YOUR OBJECTIVE> Extend the passage on Josh Cartu's early years, starting after its final sentence.

==== DOCUMENT EXCERPT ====

Anyone scrolling through Cartu’s social media profiles would assume he was a permanent fixture of the upper crust: a brilliant young tech billionaire, perhaps, or the heir to a massive family fortune. His feed was carefully curated to evince prestige and exclusivity. The truth was more boring: that he was the son of a middle-class car dealer from southern Ontario.
Growing up in St. Catharines in the 1980s and ’90s, Cartu was a quiet, socially awkward child. He was six when his mother died, leaving Josh and his two younger brothers, Jonathan and David, in the care of their father, Lazar. Josh dreamed of becoming a fighter pilot, astronaut or race car driver, but his day-to-day reality was less exciting. He spent most of his time delivering newspapers and playing video games. “I wasn’t a cool kid,” he once said. “I had terrible grades. I wasn’t getting girls. I wasn’t having fun. I was just this shy guy who was kind of invisible at school.” Josh dropped out of high school and got a job washing cars at his dad’s dealership. Eventually, he bought a Honda Prelude, installed a subwoofer and would pull up to street-racing meet-ups in a Tim Hortons parking lot after dark, music blasting. It made him feel cool, but he desperately wanted out of St. Catharines.

==== DATA EXTRACT ====

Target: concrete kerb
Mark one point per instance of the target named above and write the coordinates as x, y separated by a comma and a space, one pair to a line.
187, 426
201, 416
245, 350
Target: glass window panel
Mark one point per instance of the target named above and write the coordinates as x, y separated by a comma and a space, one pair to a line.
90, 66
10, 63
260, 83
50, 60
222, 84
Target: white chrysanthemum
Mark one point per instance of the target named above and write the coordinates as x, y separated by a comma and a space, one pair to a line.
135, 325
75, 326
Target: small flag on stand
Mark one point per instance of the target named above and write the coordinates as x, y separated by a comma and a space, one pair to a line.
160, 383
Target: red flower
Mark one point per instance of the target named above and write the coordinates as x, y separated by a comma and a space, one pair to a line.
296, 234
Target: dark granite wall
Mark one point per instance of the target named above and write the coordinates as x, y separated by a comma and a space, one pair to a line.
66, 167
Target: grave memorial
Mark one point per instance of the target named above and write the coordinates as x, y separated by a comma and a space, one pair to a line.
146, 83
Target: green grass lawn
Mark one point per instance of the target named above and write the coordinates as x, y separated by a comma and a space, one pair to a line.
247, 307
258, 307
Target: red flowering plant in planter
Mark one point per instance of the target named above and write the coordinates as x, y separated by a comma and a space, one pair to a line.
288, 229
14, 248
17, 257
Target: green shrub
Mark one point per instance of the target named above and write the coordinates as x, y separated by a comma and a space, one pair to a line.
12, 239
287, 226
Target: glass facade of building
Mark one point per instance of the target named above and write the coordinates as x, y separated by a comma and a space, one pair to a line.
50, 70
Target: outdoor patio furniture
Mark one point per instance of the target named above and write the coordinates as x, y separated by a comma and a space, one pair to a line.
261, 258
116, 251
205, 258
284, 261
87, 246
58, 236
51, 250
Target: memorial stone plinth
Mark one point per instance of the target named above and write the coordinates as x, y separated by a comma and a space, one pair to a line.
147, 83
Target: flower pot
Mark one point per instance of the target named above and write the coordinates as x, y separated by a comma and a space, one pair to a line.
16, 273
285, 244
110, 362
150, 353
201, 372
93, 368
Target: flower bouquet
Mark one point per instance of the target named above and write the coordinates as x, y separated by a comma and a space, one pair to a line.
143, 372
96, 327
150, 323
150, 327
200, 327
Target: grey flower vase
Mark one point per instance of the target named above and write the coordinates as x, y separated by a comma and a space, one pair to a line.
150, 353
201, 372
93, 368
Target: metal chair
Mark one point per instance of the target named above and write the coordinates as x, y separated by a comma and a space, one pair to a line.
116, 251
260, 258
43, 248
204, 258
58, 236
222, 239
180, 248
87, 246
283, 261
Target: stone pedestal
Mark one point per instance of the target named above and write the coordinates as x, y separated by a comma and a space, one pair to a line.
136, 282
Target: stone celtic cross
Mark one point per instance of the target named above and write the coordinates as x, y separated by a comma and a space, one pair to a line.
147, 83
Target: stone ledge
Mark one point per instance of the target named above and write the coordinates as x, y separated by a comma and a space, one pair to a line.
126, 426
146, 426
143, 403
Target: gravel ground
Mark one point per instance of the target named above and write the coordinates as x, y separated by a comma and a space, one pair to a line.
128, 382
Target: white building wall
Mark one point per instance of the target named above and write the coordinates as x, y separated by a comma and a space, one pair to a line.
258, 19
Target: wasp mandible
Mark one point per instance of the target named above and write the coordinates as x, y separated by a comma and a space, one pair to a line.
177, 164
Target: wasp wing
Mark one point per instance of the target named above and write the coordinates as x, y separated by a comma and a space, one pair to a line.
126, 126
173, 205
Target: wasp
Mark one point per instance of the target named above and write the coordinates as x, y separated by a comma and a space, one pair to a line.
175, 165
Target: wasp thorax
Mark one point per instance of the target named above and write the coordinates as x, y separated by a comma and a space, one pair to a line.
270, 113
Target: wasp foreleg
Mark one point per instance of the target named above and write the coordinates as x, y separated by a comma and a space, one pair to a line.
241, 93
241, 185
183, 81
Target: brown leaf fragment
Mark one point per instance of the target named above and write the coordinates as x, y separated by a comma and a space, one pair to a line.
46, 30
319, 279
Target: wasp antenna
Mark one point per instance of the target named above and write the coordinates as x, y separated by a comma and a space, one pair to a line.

====

OUTPUT>
Cartu was obsessed with becoming rich and connected. In the 2000s, he tried to establish himself as a film director, but he never produced anything of note. Instead, he moved to Cyprus, where he landed a junior role with Playtech, an Estonia-based gambling software company run by an eccentric Israeli billionaire. Soon, he was studying the company’s operations and using its connections to build a competing gaming platform, undercutting his bosses with his own online scratch cards. Once he’d licensed the software to other gambling sites, he began publicly describing himself as a tycoon.
By 2008, he had started behaving like one. That March, a California-based tech entrepreneur hired Cartu, then 29, to become CEO of Rome Partners, an online gambling site registered in Panama. The job netted him $165,000 (US) a year‚ but Rome’s customers say he stole much more. On gambling message boards, players described the site as a “hideously rogue” casino and accused Cartu of denying players their jackpots and pocketing their winnings. (He and Rome’s software provider both apologized online, blaming a technical problem.)
It wasn’t just gamblers who were stiffed. In 2013, two financial backers from Wyoming launched both a civil and federal court case accusing Cartu of withholding dividends from Rome’s investors and using his position to direct company money into his own bank accounts. A judge dismissed the cases for lack of personal jurisdiction, and the allegations were never proven in court. Cartu was a dual Canadian Israeli citizen believed to be living in Israel and working for a Panama-based company. It wasn’t clear whether he had ever set foot in Wyoming.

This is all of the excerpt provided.